Les soins apportés aux patients ne sont pas du simple ordre médical. Il ne s’agit pas de « faire » pour les gens, mais « avec » eux. « Nous souhaitons travailler sur la souffrance et les violences psychosociales que le contexte de vie peut engendrer chez chacun et chacune. C’est pour cette raison que nous avons choisi de regrouper, au sein d’une même structure, des professionnels du sanitaire, du social, de l’accueil et de l’éducation populaire », lit-on encore dans les intentions politiques du centre d’Échirolles.

Car la question est éminemment politique. Et le modèle du centre de santé communautaire, même s’il est désormais reconnu par l’État, peine encore à être diffusé, y compris dans les formations des médecins. « Personne n’est préparé à ça », fustige Fabien Maguin. « C’est la traduction de la prise en compte tardive de réalités dans ces formations. On commence à avoir des enseignements sur les inégalités sociales de santé et leurs déterminants. Mais il n’y a pas une grande volonté de réorienter le système. Ça se fait par petites touches », poursuit le coordinateur.

En faculté de médecine, rares sont en effet les étudiants qui ont connaissance des centres de santé, alors que le modèle du médecin libéral prédomine toujours dans les débats. Par ailleurs, dans ces centres, les médecins sont salariés. Leurs revenus sont similaires aux autres professionnels de la structure, autour de 2 000 euros net, ou plus élevés de quelques centaines d’euros seulement. Alors, comment attirer des forces vives, prêtes à porter de nouveaux projets ? « Sur un malentendu », plaisante Fabien Maguin. « Dans toutes les promos, certains étudiants ont un niveau de conscience, font le métier avec une intention. Souvent, ceux-là bifurquent vers l’humanitaire. Il faut désormais faire savoir qu’une autre forme d’engagement se construit : les centres de santé communautaires. »

« On sait que plus on travaille sur le parcours des personnes, plus on va éviter des ruptures »

Fabien Maguin, coordinateur du réseau de centres de santé communautaires en France

Les freins au développement d’autres méthodes sont encore importants. Réunis désormais en réseau pour un meilleur partage d’expériences et de connaissances, les centres tentent de trouver non sans mal les financements tout en voulant remettre à plat le fonctionnement de la santé en France. Les ambitions ? Sortir de la tarification à l’acte qui entraîne un gaspillage d’argent public par la multiplication d’actes inutiles et l’accaparement des crédits par les plus grosses structures de soins.

(Entrées de données extraites)
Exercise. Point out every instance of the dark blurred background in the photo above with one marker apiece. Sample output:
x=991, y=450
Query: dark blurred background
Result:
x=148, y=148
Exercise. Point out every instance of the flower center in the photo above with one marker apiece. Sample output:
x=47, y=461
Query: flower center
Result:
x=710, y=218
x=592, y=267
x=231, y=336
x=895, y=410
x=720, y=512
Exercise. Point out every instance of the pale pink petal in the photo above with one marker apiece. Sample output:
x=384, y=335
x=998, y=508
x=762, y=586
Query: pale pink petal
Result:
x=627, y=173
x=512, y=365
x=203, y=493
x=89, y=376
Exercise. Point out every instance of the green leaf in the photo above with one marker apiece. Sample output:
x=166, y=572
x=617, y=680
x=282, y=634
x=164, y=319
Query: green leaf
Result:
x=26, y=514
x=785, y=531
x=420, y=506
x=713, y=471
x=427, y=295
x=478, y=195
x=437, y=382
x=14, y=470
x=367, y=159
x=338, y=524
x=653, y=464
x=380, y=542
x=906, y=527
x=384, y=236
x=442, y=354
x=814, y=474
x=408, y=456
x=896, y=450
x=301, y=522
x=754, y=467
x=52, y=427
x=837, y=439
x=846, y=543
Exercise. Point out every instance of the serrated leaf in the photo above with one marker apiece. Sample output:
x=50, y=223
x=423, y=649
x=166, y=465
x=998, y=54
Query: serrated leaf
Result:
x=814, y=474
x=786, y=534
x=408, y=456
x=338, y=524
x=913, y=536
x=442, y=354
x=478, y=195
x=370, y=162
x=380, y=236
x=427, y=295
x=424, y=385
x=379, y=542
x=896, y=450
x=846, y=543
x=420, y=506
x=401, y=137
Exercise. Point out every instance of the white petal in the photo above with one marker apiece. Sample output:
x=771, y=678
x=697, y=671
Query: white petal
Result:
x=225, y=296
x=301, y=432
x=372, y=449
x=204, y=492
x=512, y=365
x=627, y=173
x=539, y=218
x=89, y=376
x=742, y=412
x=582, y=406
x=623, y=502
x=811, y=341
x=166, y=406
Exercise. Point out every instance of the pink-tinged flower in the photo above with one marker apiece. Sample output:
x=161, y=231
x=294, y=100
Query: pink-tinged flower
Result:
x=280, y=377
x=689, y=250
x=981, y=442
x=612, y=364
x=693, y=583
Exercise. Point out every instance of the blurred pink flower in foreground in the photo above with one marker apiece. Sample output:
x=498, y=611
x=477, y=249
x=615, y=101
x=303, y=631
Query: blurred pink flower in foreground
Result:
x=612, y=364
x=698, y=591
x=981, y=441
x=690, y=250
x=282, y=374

### Consignes
a: Recopiez l'extrait sur les centres de santé communautaires en commençant aux mots « Les freins au » et en vous arrêtant après les mots « structures de soins. ».
b: D'après l'extrait sur les centres de santé communautaires, quel est le revenu des médecins salariés de ces centres ?
c: Poursuivez l'extrait sur les centres de santé communautaires à partir de sa dernière phrase.

### Ensemble des réponses
a:
Les freins au développement d’autres méthodes sont encore importants. Réunis désormais en réseau pour un meilleur partage d’expériences et de connaissances, les centres tentent de trouver non sans mal les financements tout en voulant remettre à plat le fonctionnement de la santé en France. Les ambitions ? Sortir de la tarification à l’acte qui entraîne un gaspillage d’argent public par la multiplication d’actes inutiles et l’accaparement des crédits par les plus grosses structures de soins.

b: Environ 2 000 euros net, ou quelques centaines d'euros de plus seulement.

c:
« Nous savons où couper dans des dépenses inutiles. Nous pourrions trouver des marges financières pour financer d’autres modèles. On sait que plus on travaille sur le parcours des personnes, plus on va éviter des ruptures. Et on sait que les ruptures génèrent des dépenses plus importantes. Tout est déjà documenté dans les productions scientifiques. Et ça génère des économies », veut convaincre Fabien Maguin.

Le test d’un nouveau financement pour sortir du paiement à l’acte

Depuis 2021, un nouveau mode de financement est expérimenté au sein de centres de santé. Baptisé PEPS, il se substitue au paiement à l’acte et repose sur le principe d’une rémunération forfaitaire collective des professionnels de santé. Ce nouveau financement se construit sur quatre chantiers : développer les protocoles de coopération, organiser la coordination pluriprofessionnelle, rationaliser les parcours et améliorer la pertinence des soins, développer des actions de prévention et d’éducation thérapeutique. Ce forfait PEPS permet aux nouveaux projets de centres communautaires d’entrevoir plus favorablement l’avenir.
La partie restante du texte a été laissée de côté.